Input records below:
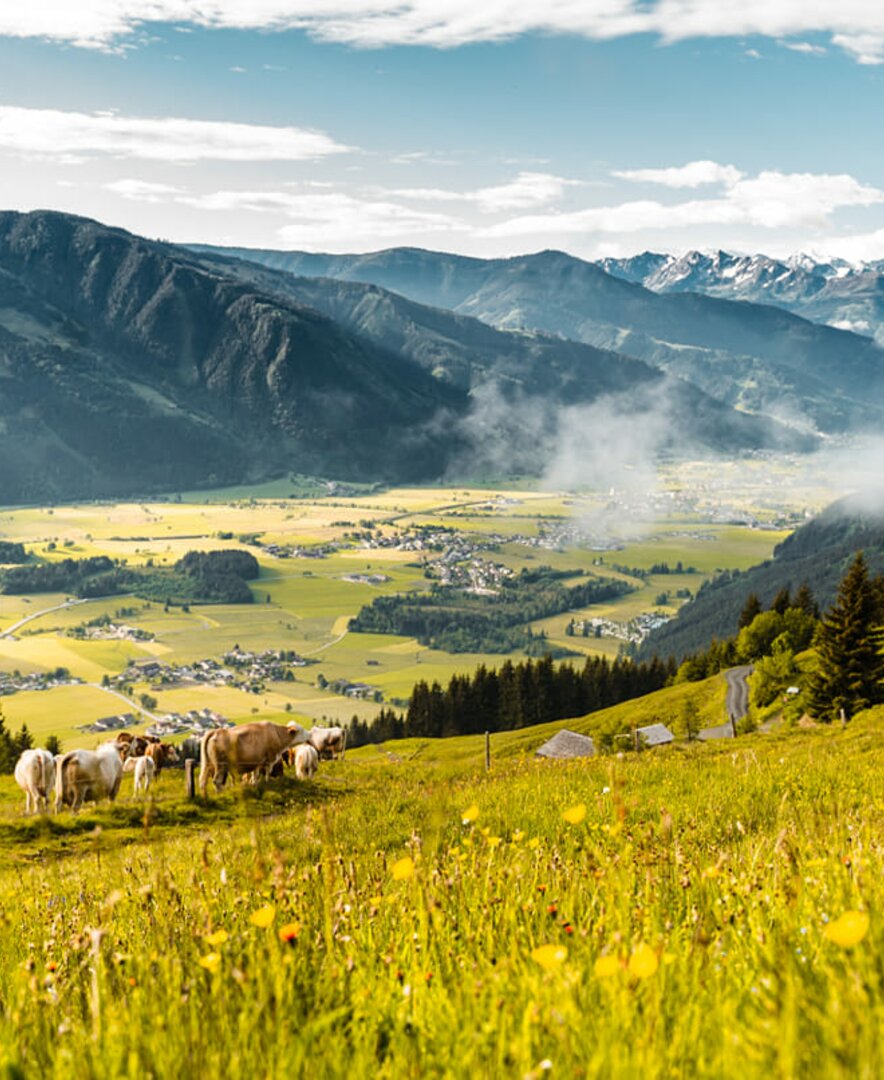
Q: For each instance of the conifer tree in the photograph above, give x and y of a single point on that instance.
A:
(850, 664)
(750, 609)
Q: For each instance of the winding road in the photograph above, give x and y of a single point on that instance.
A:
(36, 615)
(736, 703)
(737, 700)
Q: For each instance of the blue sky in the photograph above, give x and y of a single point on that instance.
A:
(598, 126)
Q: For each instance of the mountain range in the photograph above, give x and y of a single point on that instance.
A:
(832, 292)
(128, 365)
(756, 358)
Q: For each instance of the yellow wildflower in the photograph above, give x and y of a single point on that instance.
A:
(606, 966)
(848, 930)
(643, 961)
(549, 957)
(403, 868)
(263, 917)
(212, 961)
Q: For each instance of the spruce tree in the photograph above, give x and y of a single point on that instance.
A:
(850, 665)
(750, 609)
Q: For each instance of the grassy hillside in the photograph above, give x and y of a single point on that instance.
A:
(711, 910)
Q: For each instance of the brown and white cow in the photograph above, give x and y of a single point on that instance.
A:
(328, 742)
(144, 770)
(307, 761)
(248, 748)
(35, 773)
(162, 755)
(83, 774)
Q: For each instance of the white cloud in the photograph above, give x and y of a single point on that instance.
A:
(772, 200)
(526, 190)
(790, 200)
(53, 133)
(804, 46)
(692, 175)
(862, 247)
(866, 48)
(328, 219)
(144, 190)
(857, 26)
End of Input records.
→ Task directions:
Copy the records exactly as they appear, leaving every picture out.

→ Exercise solution:
Q: For each instance of the conifer tree in the photograph above, give x and y of a single point on that instance.
A:
(850, 664)
(750, 609)
Q: For each instance of the winding road in the photograph above, give x and y of a single point on that instance.
A:
(36, 615)
(736, 703)
(737, 700)
Q: For each instance of the blue sky in the photograph above, give x and y of a single point on that instance.
A:
(598, 126)
Q: For each instance of the mountain range in the photograph above, give x and y of a single point on that instance.
A:
(832, 292)
(128, 365)
(756, 358)
Q: For each instance of the yellow wildflower in the photograph above, give x and y of a single point on that instance.
A:
(606, 966)
(848, 930)
(643, 961)
(549, 957)
(403, 868)
(263, 917)
(212, 961)
Q: For each instance of the spruce tree in the photograph above, give x and y of a single point on that instance.
A:
(850, 665)
(750, 609)
Q: For each instance of the grassy hillside in the photograph above, give x and y of a single point on that instance.
A:
(711, 910)
Q: For each instance of the brown and white cow in the photograph above, give x and y of a single point on that instance.
A:
(328, 742)
(144, 770)
(307, 761)
(248, 748)
(35, 773)
(162, 755)
(83, 774)
Q: For each instance of the white cloud in the photograph above, give x and y of a single point on that instance.
A:
(772, 200)
(526, 190)
(790, 200)
(53, 133)
(804, 46)
(692, 175)
(862, 247)
(866, 48)
(328, 219)
(144, 190)
(857, 26)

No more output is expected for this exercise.